◆ TASK TO COMPLETE
Work out how many lines in the data include the string "this"; reply with that number alone.

SOURCE MATERIAL START

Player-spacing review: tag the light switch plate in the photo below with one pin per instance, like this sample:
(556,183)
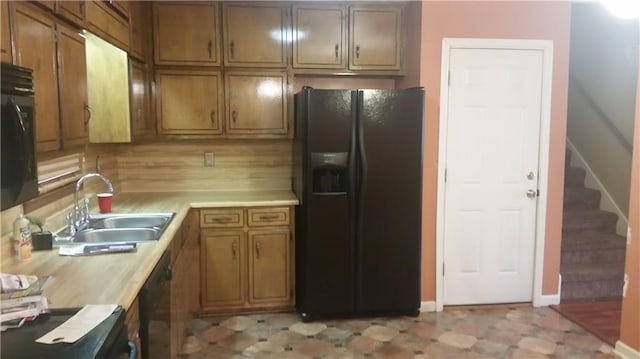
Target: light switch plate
(209,159)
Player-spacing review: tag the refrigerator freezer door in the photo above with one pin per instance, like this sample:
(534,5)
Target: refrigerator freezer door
(325,247)
(390,201)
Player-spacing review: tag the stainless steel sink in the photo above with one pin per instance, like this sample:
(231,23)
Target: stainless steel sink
(159,220)
(119,228)
(116,235)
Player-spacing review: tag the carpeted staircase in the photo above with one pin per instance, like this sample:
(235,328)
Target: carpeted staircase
(592,260)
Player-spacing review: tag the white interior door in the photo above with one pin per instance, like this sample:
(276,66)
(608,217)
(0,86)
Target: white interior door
(492,167)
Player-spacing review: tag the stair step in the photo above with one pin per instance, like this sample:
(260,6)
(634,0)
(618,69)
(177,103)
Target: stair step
(588,221)
(581,198)
(574,176)
(592,256)
(593,240)
(575,272)
(591,289)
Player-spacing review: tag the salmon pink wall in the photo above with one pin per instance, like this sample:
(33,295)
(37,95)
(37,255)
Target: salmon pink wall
(630,326)
(506,20)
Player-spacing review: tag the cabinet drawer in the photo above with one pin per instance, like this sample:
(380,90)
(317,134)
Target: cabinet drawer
(221,218)
(277,216)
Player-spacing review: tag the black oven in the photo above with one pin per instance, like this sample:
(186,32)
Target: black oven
(155,311)
(19,172)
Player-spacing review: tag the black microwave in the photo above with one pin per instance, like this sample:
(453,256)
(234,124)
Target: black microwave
(19,176)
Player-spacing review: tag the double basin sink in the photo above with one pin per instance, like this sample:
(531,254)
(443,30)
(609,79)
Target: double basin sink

SOURCE MATERIAL END

◆ RESPONSE BOX
11